(Problem 1) Collect every line of the listing that contains the word "shirt", treating uppercase and lowercase letters as different.

(Provided text)
Wednesday, February 29, 2012

The proper aggregation, part 9: multiple indexes

I've mentioned before that the floating numbers are tricky to handle. Even without additive aggregation the result depends on the rounding. Which in turn depends on the order in which the operations are done. Let's look at a version of the aggregation code that highlights this issue.

sub computeAverage # (table, context, aggop, opcode, rh, state, args...)
{
  my ($table, $context, $aggop, $opcode, $rh, $state, @args) = @_;

  # don't send the NULL record after the group becomes empty
  return if ($context->groupSize()==0
    || $opcode != &Triceps::OP_INSERT);

  my $sum = 0;
  my $count = 0;
  for (my $rhi = $context->begin(); !$rhi->isNull(); 
      $rhi = $context->next($rhi)) {
    $count++;
    $sum += $rhi->getRow()->get("price");
  } 
  my $rLast = $context->last()->getRow() or die "$!";
  my $avg = $sum/$count;

  my $res = $context->resultType()->makeRowHash(
    symbol => $rLast->get("symbol"), 
    id => $rLast->get("id"), 
    price => $avg
  ) or die "$!";
  $context->send($opcode, $res) or die "$!";
}

my $ttWindow = Triceps::TableType->new($rtTrade)
  ->addSubIndex("byId", 
    Triceps::IndexType->newHashed(key => [ "id" ])
  ) 
  ->addSubIndex("bySymbol", 
    Triceps::IndexType->newHashed(key => [ "symbol" ])
    ->addSubIndex("last4",
      Triceps::IndexType->newFifo(limit => 4)
      ->setAggregator(Triceps::AggregatorType->new(
        $rtAvgPrice, "aggrAvgPrice", undef, \&computeAverage10)

(Data to process)

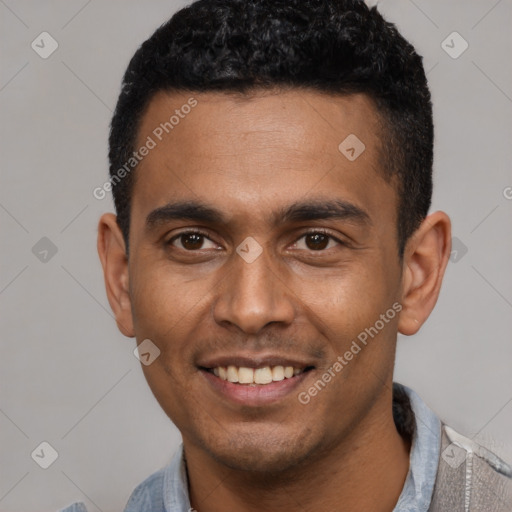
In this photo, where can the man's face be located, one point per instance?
(297, 293)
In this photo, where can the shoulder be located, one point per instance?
(148, 495)
(470, 478)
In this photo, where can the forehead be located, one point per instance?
(253, 152)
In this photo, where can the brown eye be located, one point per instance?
(191, 241)
(317, 241)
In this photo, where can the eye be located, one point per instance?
(191, 241)
(316, 241)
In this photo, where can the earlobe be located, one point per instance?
(425, 260)
(112, 253)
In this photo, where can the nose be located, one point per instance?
(252, 296)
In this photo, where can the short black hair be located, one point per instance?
(332, 46)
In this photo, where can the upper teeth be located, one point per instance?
(264, 375)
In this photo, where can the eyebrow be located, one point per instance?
(316, 209)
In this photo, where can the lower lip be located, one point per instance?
(255, 394)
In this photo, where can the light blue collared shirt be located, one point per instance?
(167, 489)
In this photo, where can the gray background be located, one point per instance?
(70, 378)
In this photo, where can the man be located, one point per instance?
(271, 165)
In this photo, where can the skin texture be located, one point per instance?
(250, 158)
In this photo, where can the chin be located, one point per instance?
(261, 452)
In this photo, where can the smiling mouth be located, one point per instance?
(256, 376)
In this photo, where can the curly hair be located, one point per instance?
(331, 46)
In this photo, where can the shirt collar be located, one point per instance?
(419, 484)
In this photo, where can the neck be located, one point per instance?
(365, 471)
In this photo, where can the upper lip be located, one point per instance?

(Problem 2) Reproduce, word for word, the passage of the aggregation post that opens with the words containing "I've mentioned before" and closes with "highlights this issue.".

(Task answer 1)
In this photo, where can the light blue collared shirt be located, one point per instance?
In this photo, where can the shirt collar be located, one point per instance?

(Task answer 2)
I've mentioned before that the floating numbers are tricky to handle. Even without additive aggregation the result depends on the rounding. Which in turn depends on the order in which the operations are done. Let's look at a version of the aggregation code that highlights this issue.